*** Opening of SOURCE DATA ***

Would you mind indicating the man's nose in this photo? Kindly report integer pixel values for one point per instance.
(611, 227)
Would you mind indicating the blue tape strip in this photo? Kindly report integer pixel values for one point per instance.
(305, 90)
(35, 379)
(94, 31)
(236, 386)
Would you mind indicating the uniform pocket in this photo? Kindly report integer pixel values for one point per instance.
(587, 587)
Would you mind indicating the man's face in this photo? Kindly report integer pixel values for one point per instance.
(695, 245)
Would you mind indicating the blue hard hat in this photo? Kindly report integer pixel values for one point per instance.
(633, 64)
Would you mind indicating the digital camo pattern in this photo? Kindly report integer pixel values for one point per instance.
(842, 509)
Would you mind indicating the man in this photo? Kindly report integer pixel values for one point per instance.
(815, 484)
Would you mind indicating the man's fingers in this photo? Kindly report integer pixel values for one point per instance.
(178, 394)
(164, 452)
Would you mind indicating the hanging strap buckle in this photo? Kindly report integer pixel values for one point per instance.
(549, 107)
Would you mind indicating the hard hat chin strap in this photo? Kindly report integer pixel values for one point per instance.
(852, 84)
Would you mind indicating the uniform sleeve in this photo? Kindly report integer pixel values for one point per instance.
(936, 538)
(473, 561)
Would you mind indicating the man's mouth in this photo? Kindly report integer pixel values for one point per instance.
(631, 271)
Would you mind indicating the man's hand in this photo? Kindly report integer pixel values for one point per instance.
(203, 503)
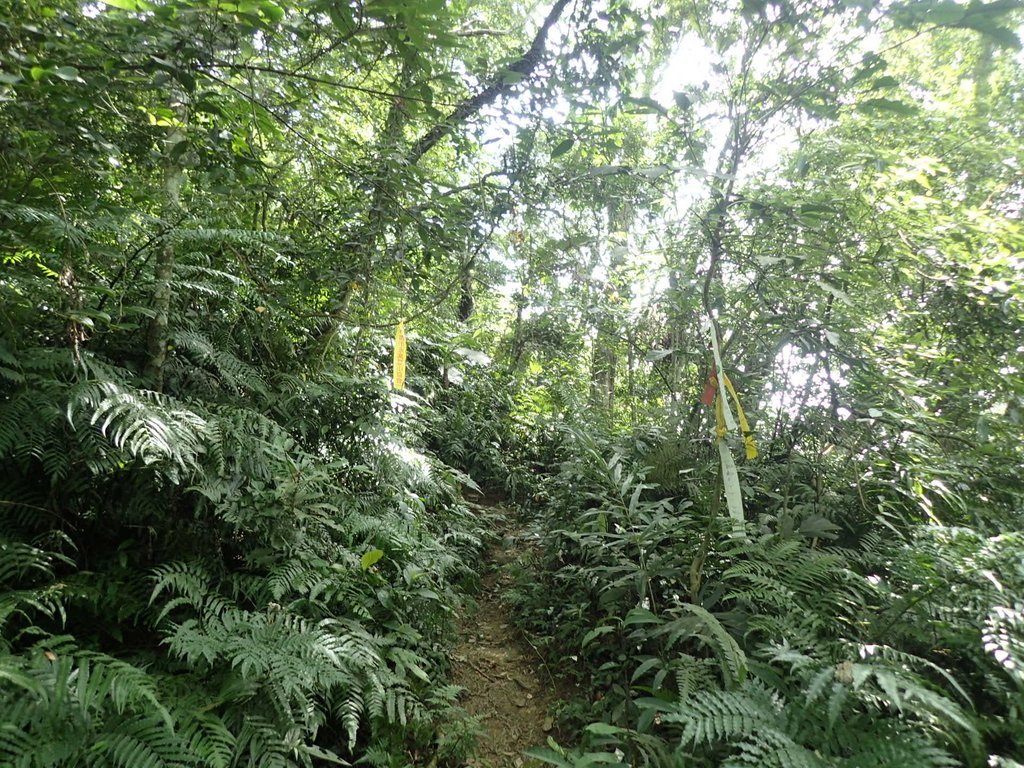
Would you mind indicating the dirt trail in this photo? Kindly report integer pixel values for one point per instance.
(505, 680)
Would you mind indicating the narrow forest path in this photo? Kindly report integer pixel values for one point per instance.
(505, 680)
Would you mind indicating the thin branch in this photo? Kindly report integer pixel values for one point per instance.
(524, 67)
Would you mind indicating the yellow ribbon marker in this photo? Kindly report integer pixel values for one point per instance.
(398, 367)
(744, 427)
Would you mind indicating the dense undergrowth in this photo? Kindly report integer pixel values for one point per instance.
(824, 636)
(255, 567)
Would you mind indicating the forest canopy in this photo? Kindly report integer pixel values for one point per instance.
(724, 297)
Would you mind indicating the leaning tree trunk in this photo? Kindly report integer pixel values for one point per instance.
(163, 294)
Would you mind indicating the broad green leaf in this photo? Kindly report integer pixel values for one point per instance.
(562, 147)
(595, 633)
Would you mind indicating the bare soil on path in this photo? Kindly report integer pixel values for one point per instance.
(505, 680)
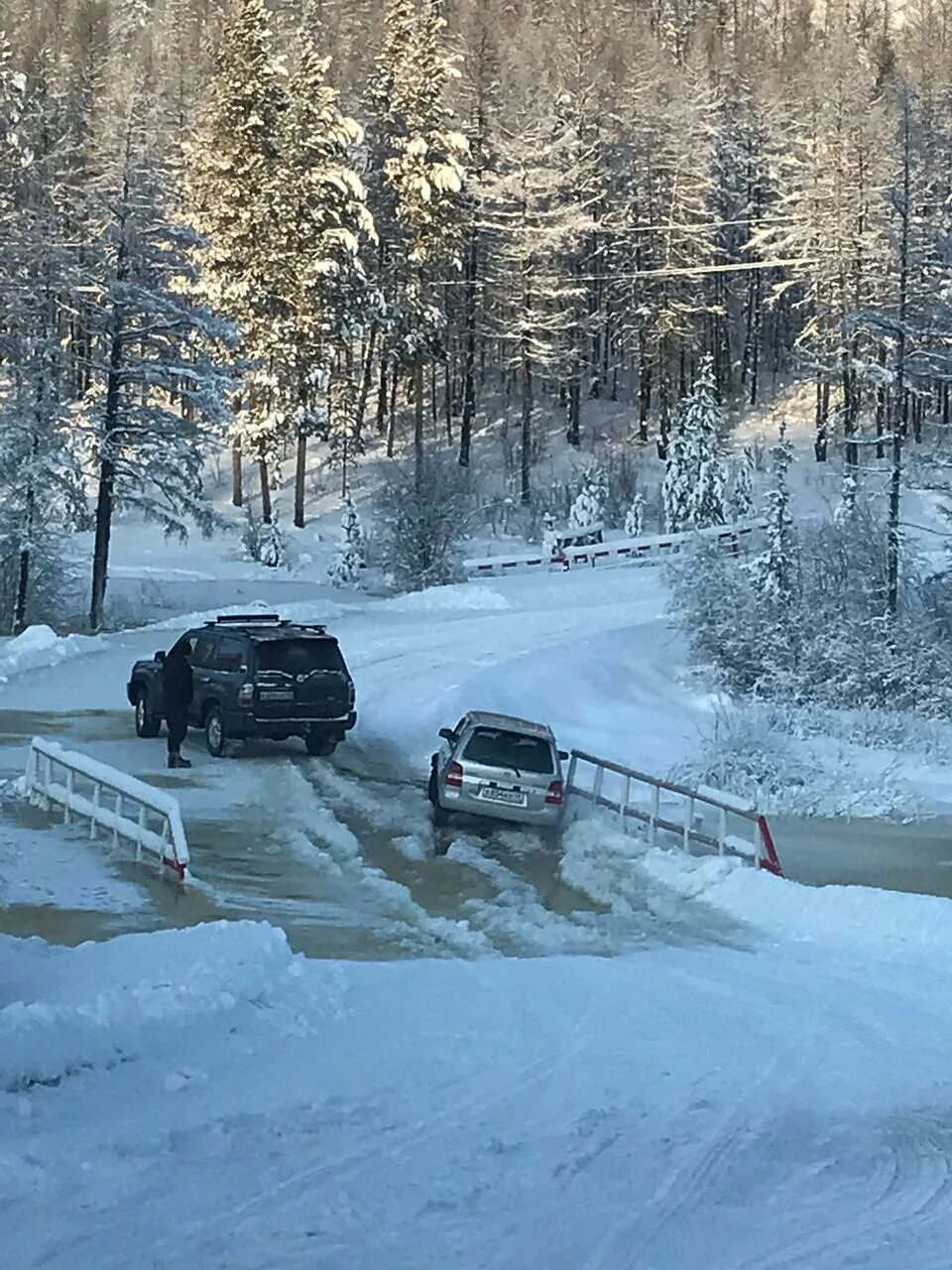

*** Close of SOURCE DATA ***

**YOUR OBJECTIVE:** Please give the data again in full, exactly as written, but without any images.

**EXERCISE OUTPUT:**
Would you mind indicating the man's nose in this photo? Kindly report integer pixel values for one point per instance.
(611, 227)
Would you mind indicating the blue tape strip in this photo? Kindly report integer pixel values for one point per instance.
(305, 90)
(35, 379)
(94, 31)
(236, 386)
Would you mind indicating the uniform pocket in this photo? Kindly report integer pixel values for one point per instance.
(587, 587)
Would you mind indicating the man's face in this photo? Kindly report integer pixel values for one point per instance.
(695, 245)
Would you mind indicating the blue hard hat in this photo? Kindly report integer pixel values for one point per instance.
(633, 64)
Would you mind indicating the digital camo pattern in this photo? Kindly report integer pixel values for one point per instance.
(842, 509)
Would you mind indicating the man in this photo? Kindly report integer pixel values for one point per instance.
(815, 484)
Would you mind indicating the man's fingers in this photo? Kindly report integer pixel values for one point per instance.
(178, 394)
(164, 452)
Would you mind indicating the hanging strap buckle in this photo? Kindly report integer pixel values for one point per instance.
(549, 107)
Would you mind indicating the hard hat chin strap in this photo? Kindly report integer pixel values for one point per instance.
(852, 84)
Would you mind indicating the uniform sleeve in this photo? Kindly report integer pixel values for one point per instance.
(936, 538)
(473, 561)
Would you mind indicating the man's mouth in this photo? Kindly report integer pixel values for one point per instance.
(631, 271)
Would you mind indicating the man's hand in this photo? Kindly report integer pixel values for one point per instance.
(203, 503)
Would you mind indicating the dirt trail in this photo? Kindly report integer pixel values for one point per instance.
(505, 680)
Would you mind indicating the narrow forest path in this photo? Kindly report integer pixel values for one point per instance.
(505, 680)
Would you mind indicating the thin branch in this photo? Kindly report integer pixel values for one point per instance.
(524, 67)
Would you mind indicating the yellow ribbon marker in this photo? Kindly report integer pixel values for one point per instance.
(398, 367)
(744, 427)
Would you mind indicating the dense undergrowth in this photo? Kindly report integer pixel values for one point per instance.
(824, 636)
(255, 567)
Would you mind indicating the forest canopy in this photo? Kindly report integer pixel values for one point per instance.
(724, 297)
Would you mind indicating the leaning tree trunk in this photo? Kindly report integer pixel values for one point per instance.
(163, 294)
Would you mind indicating the broad green leaf in this photo? Kindly report integer pixel values for one point per instance.
(562, 147)
(595, 633)
Would you mind indicating the bare soil on path in this photo? Kindly report integer pixel values for one point per instance.
(505, 680)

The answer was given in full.